§ Task prompt: Word for word, repeat the lines of the records from the one containing "Where can the clear" through the last line, both included.

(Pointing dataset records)
-------------------------

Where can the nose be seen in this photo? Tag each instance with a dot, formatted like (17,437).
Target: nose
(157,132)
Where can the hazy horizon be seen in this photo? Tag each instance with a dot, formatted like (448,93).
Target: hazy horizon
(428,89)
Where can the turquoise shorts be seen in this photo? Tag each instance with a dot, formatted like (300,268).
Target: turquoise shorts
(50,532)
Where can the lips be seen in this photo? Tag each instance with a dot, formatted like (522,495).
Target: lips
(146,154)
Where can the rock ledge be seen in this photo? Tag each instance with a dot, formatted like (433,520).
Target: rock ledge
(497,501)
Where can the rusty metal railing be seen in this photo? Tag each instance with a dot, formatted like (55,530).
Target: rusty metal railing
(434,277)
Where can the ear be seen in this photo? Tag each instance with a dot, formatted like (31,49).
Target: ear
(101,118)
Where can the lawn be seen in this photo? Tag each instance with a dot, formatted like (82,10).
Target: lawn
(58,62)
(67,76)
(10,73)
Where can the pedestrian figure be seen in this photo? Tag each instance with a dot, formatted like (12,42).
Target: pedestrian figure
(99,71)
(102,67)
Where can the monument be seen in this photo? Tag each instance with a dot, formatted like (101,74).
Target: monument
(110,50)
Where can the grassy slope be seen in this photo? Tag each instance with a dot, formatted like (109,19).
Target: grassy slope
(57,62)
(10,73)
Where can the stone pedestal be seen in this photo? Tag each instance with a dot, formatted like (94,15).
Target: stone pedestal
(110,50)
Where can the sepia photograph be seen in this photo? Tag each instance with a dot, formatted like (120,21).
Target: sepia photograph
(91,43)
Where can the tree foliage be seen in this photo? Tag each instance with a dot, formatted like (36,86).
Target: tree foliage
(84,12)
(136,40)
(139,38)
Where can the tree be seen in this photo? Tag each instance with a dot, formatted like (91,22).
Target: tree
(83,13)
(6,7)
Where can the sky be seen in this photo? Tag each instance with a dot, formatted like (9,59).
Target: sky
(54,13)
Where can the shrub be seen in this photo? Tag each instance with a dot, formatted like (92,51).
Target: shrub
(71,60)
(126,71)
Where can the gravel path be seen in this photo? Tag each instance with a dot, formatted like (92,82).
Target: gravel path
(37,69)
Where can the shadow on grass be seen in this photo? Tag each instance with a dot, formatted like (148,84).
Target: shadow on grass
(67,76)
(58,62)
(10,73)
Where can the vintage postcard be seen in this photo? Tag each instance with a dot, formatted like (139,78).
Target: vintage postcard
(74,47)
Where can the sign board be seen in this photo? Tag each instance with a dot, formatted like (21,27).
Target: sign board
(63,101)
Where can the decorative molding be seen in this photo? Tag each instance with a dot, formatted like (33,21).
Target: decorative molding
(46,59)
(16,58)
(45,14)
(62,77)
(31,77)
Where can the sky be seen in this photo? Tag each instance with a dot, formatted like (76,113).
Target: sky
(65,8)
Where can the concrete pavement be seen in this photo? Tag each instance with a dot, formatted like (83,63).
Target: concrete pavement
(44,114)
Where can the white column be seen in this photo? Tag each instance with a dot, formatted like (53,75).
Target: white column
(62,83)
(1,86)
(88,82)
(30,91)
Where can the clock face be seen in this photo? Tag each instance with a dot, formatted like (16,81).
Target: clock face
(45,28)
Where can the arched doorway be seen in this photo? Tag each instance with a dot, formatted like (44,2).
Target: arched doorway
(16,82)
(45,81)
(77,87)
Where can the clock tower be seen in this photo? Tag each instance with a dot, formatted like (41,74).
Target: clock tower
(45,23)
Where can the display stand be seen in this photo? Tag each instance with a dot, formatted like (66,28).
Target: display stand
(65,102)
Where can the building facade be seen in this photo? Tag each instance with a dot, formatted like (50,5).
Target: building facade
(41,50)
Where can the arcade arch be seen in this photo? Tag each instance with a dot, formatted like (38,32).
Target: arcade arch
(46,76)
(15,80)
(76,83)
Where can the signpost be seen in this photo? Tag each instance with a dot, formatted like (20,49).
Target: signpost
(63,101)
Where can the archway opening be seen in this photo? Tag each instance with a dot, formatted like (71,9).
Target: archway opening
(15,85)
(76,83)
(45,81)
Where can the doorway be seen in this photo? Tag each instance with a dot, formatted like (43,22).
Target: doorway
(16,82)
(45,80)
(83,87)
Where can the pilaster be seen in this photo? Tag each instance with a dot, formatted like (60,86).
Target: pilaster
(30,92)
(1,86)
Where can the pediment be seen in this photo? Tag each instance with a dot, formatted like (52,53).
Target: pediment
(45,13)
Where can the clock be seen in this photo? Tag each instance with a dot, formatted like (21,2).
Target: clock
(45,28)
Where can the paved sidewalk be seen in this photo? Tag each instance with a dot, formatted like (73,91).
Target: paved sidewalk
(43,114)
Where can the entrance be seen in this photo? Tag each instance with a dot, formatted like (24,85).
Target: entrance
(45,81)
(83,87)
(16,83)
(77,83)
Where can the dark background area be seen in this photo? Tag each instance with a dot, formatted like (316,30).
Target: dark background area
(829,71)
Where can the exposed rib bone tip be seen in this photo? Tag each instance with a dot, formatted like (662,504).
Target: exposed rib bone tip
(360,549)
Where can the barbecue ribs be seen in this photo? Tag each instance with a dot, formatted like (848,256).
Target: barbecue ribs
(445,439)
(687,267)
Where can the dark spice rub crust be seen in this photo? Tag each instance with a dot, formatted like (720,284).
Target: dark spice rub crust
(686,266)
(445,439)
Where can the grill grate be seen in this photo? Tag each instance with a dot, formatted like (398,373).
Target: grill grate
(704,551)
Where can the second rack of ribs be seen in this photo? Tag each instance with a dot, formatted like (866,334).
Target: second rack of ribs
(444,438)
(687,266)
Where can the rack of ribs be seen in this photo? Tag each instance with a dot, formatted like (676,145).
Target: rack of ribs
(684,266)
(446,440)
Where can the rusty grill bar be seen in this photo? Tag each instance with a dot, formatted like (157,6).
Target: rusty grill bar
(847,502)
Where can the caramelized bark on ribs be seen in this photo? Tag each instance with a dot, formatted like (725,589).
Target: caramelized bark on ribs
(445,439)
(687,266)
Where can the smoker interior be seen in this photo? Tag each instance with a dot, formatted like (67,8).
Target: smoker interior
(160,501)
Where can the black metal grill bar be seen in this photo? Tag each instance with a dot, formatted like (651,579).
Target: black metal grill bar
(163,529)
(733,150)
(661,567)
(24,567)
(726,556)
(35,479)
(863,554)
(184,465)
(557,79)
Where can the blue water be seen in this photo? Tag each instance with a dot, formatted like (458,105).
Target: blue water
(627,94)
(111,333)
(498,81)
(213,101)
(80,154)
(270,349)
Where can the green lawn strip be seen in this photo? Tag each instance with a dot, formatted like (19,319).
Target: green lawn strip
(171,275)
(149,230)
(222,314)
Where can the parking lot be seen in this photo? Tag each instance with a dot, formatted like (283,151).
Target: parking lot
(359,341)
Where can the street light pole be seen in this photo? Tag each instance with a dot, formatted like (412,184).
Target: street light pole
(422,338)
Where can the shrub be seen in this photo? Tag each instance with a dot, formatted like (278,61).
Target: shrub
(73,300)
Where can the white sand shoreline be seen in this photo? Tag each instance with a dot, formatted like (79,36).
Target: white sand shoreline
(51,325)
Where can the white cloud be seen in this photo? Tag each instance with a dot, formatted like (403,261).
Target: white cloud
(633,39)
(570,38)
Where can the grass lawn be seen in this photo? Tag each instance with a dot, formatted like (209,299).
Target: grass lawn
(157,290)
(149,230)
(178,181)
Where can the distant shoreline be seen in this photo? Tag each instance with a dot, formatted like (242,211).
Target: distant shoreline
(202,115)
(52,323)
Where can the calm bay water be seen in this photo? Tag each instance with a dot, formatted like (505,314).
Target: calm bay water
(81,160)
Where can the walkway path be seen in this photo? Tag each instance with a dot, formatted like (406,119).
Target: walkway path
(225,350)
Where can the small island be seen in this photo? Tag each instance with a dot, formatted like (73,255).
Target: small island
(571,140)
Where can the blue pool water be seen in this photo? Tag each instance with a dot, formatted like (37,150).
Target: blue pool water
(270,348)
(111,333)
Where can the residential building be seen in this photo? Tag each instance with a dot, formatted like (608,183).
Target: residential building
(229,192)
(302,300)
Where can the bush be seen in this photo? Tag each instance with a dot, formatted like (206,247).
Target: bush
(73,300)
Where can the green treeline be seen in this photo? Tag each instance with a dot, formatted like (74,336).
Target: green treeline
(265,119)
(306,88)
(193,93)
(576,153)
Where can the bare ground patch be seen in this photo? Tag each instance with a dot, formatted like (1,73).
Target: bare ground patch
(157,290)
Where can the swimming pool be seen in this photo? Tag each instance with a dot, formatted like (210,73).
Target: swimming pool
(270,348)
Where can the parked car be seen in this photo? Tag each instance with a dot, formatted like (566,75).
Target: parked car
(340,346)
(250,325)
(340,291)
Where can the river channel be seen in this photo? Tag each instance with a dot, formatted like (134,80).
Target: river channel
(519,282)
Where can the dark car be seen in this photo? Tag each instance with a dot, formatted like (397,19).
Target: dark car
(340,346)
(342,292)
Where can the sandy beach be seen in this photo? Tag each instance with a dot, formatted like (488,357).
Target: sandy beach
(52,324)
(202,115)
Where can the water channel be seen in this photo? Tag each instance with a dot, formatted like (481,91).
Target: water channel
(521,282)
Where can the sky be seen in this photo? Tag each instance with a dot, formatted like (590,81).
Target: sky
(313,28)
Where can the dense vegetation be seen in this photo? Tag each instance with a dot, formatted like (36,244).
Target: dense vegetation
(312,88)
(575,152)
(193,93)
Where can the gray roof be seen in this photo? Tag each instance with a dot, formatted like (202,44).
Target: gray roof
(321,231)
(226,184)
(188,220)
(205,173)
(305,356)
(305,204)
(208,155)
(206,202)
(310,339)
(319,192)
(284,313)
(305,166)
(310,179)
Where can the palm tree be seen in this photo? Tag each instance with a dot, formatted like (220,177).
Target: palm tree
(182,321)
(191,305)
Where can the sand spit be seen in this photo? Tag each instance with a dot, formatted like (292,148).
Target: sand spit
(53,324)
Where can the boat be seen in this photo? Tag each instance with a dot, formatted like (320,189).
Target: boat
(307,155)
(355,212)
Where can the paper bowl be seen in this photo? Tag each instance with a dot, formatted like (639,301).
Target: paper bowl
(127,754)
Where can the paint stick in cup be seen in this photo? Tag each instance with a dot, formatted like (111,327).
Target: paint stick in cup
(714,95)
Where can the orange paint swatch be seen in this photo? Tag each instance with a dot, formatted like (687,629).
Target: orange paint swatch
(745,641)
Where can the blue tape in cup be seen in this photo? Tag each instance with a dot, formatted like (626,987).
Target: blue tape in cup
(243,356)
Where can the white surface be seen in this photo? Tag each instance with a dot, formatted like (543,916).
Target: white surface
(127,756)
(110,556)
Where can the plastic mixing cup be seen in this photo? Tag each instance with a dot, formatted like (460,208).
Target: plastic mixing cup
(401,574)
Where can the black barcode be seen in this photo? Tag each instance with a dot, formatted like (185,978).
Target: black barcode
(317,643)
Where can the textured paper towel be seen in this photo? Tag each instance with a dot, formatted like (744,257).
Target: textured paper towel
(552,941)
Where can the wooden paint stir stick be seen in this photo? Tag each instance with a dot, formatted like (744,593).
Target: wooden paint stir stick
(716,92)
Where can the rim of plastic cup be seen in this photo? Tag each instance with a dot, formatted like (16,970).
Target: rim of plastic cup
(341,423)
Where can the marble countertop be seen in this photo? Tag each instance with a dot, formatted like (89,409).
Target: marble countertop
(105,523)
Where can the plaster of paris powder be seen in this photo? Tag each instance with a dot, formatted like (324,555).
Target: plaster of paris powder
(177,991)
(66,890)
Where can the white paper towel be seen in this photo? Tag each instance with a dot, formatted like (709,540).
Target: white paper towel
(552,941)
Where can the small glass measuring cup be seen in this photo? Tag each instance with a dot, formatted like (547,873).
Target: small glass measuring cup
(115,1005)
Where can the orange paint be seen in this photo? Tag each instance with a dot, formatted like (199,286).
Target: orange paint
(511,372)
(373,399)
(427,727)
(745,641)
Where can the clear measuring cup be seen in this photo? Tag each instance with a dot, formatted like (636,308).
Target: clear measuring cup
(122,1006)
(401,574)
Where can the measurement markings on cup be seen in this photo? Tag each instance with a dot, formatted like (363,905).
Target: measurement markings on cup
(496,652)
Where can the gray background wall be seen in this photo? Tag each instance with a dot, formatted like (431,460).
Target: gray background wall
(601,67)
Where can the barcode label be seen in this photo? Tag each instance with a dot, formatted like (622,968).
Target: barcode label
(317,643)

-------------------------

§ Result of this exercise:
Where can the clear measuring cup be seen in this photo? Tag each instance with a dot, formatted like (636,308).
Target: clear measuring cup
(122,1006)
(401,574)
Where can the measurement markings on cup be seen in this photo? Tag each instance with a dot, formatted like (363,905).
Target: measurement markings on cup
(496,652)
Where can the gray background wall be seen in this photo? Tag each instance with a dot, formatted like (431,460).
Target: gray background wall
(601,67)
Where can the barcode label be seen in this photo? Tag each instance with a dot, formatted like (622,968).
Target: barcode label
(317,643)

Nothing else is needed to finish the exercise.